-- Start Record extracts --

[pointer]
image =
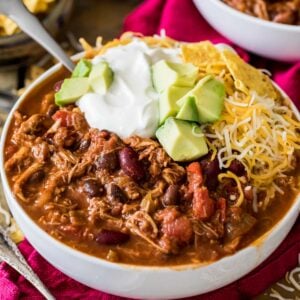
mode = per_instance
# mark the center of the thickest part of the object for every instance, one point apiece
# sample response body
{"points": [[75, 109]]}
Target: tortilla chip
{"points": [[247, 78], [201, 54]]}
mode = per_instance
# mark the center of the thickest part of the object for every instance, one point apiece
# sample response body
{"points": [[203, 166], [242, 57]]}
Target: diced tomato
{"points": [[174, 225], [64, 116], [203, 205], [222, 207], [195, 176]]}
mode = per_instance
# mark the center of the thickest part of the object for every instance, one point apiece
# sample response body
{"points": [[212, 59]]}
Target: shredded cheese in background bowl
{"points": [[9, 27]]}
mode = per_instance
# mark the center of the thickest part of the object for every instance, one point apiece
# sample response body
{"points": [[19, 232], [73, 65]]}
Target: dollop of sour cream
{"points": [[130, 106]]}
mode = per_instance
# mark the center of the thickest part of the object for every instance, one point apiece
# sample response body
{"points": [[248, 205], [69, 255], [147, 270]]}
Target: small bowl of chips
{"points": [[16, 48], [264, 37]]}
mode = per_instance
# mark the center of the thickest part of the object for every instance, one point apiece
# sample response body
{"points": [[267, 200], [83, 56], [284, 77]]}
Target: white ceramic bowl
{"points": [[269, 39], [136, 281]]}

-- End Record extracts --

» Exercise aim:
Retype all entries exactly as they appear, dropping the images.

» Exercise solution:
[pointer]
image =
mode = per_instance
# mark the center of the thickest part of the object for every instance, one point apiece
# sample response body
{"points": [[75, 109]]}
Target: tortilla chip
{"points": [[247, 78], [201, 54]]}
mode = per_instance
# mark the center of the thickest part of the object for every instance, one point apiece
# sample response body
{"points": [[203, 166], [242, 57]]}
Target: diced tomato
{"points": [[174, 225], [64, 116], [203, 205], [222, 207], [195, 176]]}
mode = per_instance
# mark the center of the thickest part of the object for every instance, one point apiece
# sample response body
{"points": [[212, 59]]}
Target: shredded cheese in background bowl
{"points": [[9, 27]]}
mode = per_instance
# mark the center of the thickest part of the object for every instance, one point apiece
# sample response body
{"points": [[19, 232], [73, 65]]}
Target: dollop of sour cream
{"points": [[130, 106]]}
mode = per_instance
# mark the center of the thickest part of the object for every instance, one point apiece
# sample response body
{"points": [[248, 205], [69, 255], [147, 270]]}
Target: small bowl of chips
{"points": [[16, 48], [264, 37]]}
mode = per_instance
# mark the center of the thickest part of the object for every instance, one point apiece
# sample response body
{"points": [[267, 200], [83, 56], [284, 77]]}
Target: white ceramic bowl
{"points": [[269, 39], [136, 281]]}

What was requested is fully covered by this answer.